WRITTEN EXERCISE 1
Print the portion of the CPTT05 documentation starting at "The right hand" and ending at "XACT is COMPLEX array, dimension (LDX,NRHS)".
WRITTEN EXERCISE 2
Check each statement against the CPTT05 documentation and answer yes or no, quoting the words that decide it: (a) NRHS must be at least 1. (b) D holds the n diagonal elements of the tridiagonal matrix A. (c) E is a REAL array.
WRITTEN EXERCISE 3
Write the next part of the CPTT05 documentation, following on from its final line.

EXTRACT PROVIDED
----

LAPACK  3.10.0
LAPACK: Linear Algebra PACKage

◆ cptt05()

subroutine cptt05 ( integer  N,
integer  NRHS,
real, dimension( * )  D,
complex, dimension( * )  E,
complex, dimension( ldb, * )  B,
integer  LDB,
complex, dimension( ldx, * )  X,
integer  LDX,
complex, dimension( ldxact, * )  XACT,
integer  LDXACT,
real, dimension( * )  FERR,
real, dimension( * )  BERR,
real, dimension( * )  RESLTS 
)

CPTT05

Purpose:
 CPTT05 tests the error bounds from iterative refinement for the
 computed solution to a system of equations A*X = B, where A is a
 Hermitian tridiagonal matrix of order n.

 RESLTS(1) = test of the error bound
           = norm(X - XACT) / ( norm(X) * FERR )

 A large value is returned if this ratio is not less than one.

 RESLTS(2) = residual from the iterative refinement routine
           = the maximum of BERR / ( NZ*EPS + (*) ), where
             (*) = NZ*UNFL / (min_i (abs(A)*abs(X) +abs(b))_i )
             and NZ = max. number of nonzeros in any row of A, plus 1
Parameters
[in]N
          N is INTEGER
          The number of rows of the matrices X, B, and XACT, and the
          order of the matrix A.  N >= 0.
[in]NRHS
          NRHS is INTEGER
          The number of columns of the matrices X, B, and XACT.
          NRHS >= 0.
[in]D
          D is REAL array, dimension (N)
          The n diagonal elements of the tridiagonal matrix A.
[in]E
          E is COMPLEX array, dimension (N-1)
          The (n-1) subdiagonal elements of the tridiagonal matrix A.
[in]B
          B is COMPLEX array, dimension (LDB,NRHS)
          The right hand side vectors for the system of linear
          equations.
[in]LDB
          LDB is INTEGER
          The leading dimension of the array B.  LDB >= max(1,N).
[in]X
          X is COMPLEX array, dimension (LDX,NRHS)
          The computed solution vectors.  Each vector is stored as a
          column of the matrix X.
[in]LDX
          LDX is INTEGER
          The leading dimension of the array X.  LDX >= max(1,N).
[in]XACT
          XACT is COMPLEX array, dimension (LDX,NRHS)
          The exact solution vectors.  Each vector is stored as a
          column of the matrix XACT.

----

(Entries drawn from a collection)
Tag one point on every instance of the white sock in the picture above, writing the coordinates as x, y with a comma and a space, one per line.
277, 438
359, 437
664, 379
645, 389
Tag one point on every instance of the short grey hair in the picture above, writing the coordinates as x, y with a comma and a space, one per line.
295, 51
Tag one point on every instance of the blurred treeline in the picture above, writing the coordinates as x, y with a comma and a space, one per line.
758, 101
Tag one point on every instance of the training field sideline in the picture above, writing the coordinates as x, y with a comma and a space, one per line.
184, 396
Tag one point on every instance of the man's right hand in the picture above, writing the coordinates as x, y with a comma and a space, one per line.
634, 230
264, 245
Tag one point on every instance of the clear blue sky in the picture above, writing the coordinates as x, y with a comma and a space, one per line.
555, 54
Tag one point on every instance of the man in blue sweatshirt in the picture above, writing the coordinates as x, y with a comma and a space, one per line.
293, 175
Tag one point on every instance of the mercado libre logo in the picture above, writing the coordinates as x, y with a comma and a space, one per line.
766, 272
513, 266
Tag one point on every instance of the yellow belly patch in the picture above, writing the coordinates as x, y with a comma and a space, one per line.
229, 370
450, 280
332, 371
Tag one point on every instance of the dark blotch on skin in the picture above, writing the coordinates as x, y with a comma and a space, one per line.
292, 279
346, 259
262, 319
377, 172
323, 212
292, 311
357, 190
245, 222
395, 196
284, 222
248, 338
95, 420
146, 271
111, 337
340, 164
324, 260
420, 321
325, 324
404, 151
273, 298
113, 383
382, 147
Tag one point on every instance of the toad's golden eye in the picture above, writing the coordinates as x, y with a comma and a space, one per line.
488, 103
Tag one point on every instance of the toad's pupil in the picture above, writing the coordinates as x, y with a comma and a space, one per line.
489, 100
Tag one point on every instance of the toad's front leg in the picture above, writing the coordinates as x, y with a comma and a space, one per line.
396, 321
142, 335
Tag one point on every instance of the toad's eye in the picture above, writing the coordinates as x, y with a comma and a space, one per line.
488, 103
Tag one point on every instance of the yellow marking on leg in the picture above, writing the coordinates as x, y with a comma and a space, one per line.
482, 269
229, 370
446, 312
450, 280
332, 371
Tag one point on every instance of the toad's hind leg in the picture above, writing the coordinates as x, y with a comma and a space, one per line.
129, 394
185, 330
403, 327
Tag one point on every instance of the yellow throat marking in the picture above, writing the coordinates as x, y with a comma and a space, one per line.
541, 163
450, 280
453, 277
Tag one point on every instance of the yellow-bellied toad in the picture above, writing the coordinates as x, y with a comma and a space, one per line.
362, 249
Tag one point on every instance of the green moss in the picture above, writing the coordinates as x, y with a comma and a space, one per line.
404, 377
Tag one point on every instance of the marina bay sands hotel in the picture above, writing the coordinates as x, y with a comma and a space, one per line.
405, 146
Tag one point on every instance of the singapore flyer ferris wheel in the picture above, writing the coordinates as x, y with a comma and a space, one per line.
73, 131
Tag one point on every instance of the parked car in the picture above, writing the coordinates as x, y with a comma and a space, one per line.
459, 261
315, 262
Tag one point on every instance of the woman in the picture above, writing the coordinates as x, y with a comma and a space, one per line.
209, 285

----

WRITTEN RESPONSE 1
The right hand side vectors for the system of linear
          equations.
[in]LDB
          LDB is INTEGER
          The leading dimension of the array B.  LDB >= max(1,N).
[in]X
          X is COMPLEX array, dimension (LDX,NRHS)
          The computed solution vectors.  Each vector is stored as a
          column of the matrix X.
[in]LDX
          LDX is INTEGER
          The leading dimension of the array X.  LDX >= max(1,N).
[in]XACT
          XACT is COMPLEX array, dimension (LDX,NRHS)

WRITTEN RESPONSE 2
(a) No: "NRHS >= 0."
(b) Yes: "The n diagonal elements of the tridiagonal matrix A."
(c) No: "E is COMPLEX array, dimension (N-1)"

WRITTEN RESPONSE 3
[in]LDXACT
          LDXACT is INTEGER
          The leading dimension of the array XACT.  LDXACT >= max(1,N).
[in]FERR
          FERR is REAL array, dimension (NRHS)
          The estimated forward error bounds for each solution vector
          X.  If XTRUE is the true solution, FERR bounds the magnitude
          of the largest entry in (X - XTRUE) divided by the magnitude
          of the largest entry in X.
[in]BERR
          BERR is REAL array, dimension (NRHS)
          The componentwise relative backward error of each solution
          vector (i.e., the smallest relative change in any entry of A
          or B that makes X an exact solution).
[out]RESLTS
          RESLTS is REAL array, dimension (2)
          The maximum over the NRHS solution vectors of the ratios:
          RESLTS(1) = norm(X - XACT) / ( norm(X) * FERR )
          RESLTS(2) = BERR / ( NZ*EPS + (*) )
Author
Univ. of Tennessee
Univ. of California Berkeley
Univ. of Colorado Denver
NAG Ltd.

Definition at line 148 of file cptt05.f.

150 *
151 * -- LAPACK test routine --
152 * -- LAPACK is a software package provided by Univ. of Tennessee, --
153 * -- Univ. of California Berkeley, Univ. of Colorado Denver and NAG Ltd..--
154 *
155 * .. Scalar Arguments ..
156  INTEGER LDB, LDX, LDXACT, N, NRHS
157 * ..
158 * .. Array Arguments ..
159  REAL BERR( * ), D( * ), FERR( * ), RESLTS( * )
160  COMPLEX B( LDB, * ), E( * ), X( LDX, * ),
161  $ XACT( LDXACT, * )
162 * ..
163 *
164 * =====================================================================
165 *
166 * .. Parameters ..
167  REAL ZERO, ONE
168  parameter( zero = 0.0e+0, one = 1.0e+0 )
169 * ..
170 * .. Local Scalars ..
171  INTEGER I, IMAX, J, K, NZ
172  REAL AXBI, DIFF, EPS, ERRBND, OVFL, TMP, UNFL, XNORM
173  COMPLEX ZDUM
174 * ..
175 * .. External Functions ..
176  INTEGER ICAMAX
177  REAL SLAMCH
178  EXTERNAL icamax, slamch
179 * ..
180 * .. Intrinsic Functions ..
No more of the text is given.